SOURCE DATA:
## START
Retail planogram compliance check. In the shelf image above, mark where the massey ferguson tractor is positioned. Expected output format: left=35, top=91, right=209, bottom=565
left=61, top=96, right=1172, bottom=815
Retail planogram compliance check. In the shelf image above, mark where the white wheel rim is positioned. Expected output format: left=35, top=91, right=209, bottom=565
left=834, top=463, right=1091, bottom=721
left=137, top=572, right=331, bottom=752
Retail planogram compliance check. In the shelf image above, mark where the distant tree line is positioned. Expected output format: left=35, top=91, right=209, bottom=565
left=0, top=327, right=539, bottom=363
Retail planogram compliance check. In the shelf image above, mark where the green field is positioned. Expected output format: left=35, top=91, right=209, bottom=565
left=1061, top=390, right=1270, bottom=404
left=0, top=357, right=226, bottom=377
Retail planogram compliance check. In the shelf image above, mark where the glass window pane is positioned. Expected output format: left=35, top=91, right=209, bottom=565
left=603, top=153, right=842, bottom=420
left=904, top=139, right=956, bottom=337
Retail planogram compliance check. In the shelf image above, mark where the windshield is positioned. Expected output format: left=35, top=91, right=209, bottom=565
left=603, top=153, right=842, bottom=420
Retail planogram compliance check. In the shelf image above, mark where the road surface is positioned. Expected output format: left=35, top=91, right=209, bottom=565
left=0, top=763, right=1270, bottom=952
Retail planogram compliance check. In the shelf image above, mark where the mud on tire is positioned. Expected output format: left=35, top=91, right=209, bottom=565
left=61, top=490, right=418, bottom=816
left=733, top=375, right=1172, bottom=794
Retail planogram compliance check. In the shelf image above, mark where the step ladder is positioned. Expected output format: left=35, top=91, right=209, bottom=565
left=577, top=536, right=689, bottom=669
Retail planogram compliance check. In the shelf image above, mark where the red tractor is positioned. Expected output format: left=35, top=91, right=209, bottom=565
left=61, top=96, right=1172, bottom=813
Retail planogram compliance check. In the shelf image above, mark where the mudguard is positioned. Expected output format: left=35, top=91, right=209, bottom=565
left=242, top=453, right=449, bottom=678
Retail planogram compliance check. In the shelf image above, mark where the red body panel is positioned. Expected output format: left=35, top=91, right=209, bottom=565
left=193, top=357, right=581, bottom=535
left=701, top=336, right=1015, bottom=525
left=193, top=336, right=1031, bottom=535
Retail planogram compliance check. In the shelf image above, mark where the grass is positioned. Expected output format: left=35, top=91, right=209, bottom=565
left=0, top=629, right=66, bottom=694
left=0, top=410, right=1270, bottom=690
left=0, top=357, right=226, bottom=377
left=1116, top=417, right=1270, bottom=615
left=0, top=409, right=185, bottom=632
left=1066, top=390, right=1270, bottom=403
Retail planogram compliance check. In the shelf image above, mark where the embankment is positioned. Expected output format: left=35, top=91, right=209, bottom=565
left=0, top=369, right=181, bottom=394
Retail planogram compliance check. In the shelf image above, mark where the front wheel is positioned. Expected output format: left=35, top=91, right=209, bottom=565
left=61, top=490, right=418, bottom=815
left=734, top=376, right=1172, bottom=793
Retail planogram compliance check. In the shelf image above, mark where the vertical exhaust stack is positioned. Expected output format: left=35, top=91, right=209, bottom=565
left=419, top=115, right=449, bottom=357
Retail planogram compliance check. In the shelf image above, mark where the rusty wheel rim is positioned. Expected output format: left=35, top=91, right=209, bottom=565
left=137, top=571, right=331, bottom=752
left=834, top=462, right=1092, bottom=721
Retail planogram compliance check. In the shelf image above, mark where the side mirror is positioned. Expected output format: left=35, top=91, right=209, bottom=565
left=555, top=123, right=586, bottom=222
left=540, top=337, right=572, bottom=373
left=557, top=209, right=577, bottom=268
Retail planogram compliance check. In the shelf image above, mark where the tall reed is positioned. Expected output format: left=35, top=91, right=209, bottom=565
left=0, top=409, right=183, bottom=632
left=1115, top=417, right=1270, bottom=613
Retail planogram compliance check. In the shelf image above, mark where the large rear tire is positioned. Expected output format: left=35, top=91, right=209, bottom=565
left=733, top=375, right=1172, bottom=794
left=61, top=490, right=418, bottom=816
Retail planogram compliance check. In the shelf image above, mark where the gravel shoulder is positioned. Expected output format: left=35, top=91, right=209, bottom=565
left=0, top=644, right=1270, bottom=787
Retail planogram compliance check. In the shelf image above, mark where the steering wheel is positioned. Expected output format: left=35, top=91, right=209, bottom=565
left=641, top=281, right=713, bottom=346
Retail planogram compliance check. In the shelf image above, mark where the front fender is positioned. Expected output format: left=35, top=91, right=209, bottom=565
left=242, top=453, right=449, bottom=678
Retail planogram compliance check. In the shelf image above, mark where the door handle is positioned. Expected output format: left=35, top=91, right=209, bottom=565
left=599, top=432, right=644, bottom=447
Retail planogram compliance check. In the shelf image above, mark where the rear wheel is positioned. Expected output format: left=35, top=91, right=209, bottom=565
## END
Reproduce the lines of the records beginning with the line containing "where the distant" and ending with the line containing "left=0, top=327, right=539, bottom=363", both included.

Retail planogram compliance check. In the shelf image above, mark where the distant tree line is positioned. Expected output format: left=35, top=91, right=209, bottom=565
left=0, top=327, right=539, bottom=363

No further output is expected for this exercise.